▶ [Text excerpt]
Moreover, those in Judah who had pro-Egyptian sentiments competed with others who were pro-Babylonian. It was difficult to say that since of the days of David and Solomon, Judah in particular or Israel as a whole ever enjoyed national independence in policy and production matters.32 In contemporary societies, political scientists are uncertain that any single nation could enjoy absolute internal and external independence in the true sense of the word. Nations are mutually interdependent. Hence, all socio-political associations are meant to strengthen regional and ideological solidarities. The people of Judah had to deal with the demise of King Josiah in 609 BCE at the cruel hands of Pharaoh Necho II of Egypt, the abuse of power by King Jehoiakim (609-598 BCE), the deportation of King Jehoiahaz (Shallum) to Egypt after only three months on the throne, accusations of idolatry, moral depravity and the besieging of Jerusalem by the Babylonian forces during his reign.

▶ [Data records]
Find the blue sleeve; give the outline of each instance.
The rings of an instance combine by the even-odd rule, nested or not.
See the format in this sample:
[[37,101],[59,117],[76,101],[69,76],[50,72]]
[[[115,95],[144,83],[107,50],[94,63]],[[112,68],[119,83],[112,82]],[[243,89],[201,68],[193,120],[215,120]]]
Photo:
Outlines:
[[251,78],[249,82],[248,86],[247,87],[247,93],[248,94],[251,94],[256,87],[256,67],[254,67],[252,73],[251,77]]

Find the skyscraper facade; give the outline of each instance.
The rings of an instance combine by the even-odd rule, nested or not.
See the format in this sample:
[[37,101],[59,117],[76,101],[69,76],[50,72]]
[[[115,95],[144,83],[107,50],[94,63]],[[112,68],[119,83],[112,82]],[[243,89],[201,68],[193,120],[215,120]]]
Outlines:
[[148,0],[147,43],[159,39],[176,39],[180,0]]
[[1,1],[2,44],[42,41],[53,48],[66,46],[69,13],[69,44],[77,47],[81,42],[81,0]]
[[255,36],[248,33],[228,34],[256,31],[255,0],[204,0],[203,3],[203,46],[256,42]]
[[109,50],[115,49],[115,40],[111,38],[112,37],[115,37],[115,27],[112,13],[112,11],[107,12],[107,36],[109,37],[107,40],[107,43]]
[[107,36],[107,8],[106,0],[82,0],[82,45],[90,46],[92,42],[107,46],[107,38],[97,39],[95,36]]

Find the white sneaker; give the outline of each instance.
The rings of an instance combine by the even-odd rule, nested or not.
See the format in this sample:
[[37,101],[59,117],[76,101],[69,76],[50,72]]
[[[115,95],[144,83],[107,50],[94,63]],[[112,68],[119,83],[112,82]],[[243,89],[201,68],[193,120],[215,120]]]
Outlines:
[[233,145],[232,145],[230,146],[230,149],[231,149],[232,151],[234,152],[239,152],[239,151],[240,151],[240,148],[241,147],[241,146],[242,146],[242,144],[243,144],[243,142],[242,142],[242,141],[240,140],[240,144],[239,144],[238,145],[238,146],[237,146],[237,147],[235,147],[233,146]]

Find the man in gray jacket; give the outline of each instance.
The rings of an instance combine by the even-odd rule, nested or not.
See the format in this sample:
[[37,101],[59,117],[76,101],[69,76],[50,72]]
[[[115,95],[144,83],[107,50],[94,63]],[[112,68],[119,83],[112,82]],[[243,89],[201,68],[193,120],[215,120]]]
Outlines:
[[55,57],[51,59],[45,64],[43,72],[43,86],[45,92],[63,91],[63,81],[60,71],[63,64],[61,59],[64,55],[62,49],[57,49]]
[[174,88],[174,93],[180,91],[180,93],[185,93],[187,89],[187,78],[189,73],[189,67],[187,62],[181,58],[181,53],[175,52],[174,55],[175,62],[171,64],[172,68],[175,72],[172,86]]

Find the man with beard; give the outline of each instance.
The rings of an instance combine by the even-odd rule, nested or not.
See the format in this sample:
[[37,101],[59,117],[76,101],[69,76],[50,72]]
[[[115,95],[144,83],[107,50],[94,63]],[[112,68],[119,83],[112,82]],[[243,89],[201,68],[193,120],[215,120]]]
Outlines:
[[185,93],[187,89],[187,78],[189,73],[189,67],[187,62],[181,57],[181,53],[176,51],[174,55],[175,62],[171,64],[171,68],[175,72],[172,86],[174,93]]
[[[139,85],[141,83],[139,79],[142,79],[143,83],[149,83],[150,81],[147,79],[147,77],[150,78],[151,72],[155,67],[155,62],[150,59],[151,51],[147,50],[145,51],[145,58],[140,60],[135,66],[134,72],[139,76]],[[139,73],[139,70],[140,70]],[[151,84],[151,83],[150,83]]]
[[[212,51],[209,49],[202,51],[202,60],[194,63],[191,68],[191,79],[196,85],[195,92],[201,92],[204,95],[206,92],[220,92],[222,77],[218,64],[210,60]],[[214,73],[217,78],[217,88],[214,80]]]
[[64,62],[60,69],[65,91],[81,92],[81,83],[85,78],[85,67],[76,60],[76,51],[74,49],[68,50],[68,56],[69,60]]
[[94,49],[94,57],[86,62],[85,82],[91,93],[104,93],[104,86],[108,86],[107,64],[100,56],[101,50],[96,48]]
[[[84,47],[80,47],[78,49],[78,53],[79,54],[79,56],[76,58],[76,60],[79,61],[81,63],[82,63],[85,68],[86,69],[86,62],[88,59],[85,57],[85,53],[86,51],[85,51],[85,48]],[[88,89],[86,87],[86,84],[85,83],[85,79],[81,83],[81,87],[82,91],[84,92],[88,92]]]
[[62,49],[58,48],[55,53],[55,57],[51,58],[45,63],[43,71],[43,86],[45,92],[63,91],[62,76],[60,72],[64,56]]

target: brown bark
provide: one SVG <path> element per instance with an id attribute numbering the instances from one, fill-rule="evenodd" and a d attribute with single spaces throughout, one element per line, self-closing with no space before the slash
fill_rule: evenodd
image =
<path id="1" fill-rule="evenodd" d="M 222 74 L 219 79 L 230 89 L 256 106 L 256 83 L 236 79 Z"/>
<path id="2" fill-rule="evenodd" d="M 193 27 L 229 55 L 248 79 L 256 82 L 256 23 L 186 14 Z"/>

▶ [Requirement]
Please give the year in which King Josiah died, according to the passage on ancient Judah. The records come from a separate source.

▶ [Written answer]
609 BCE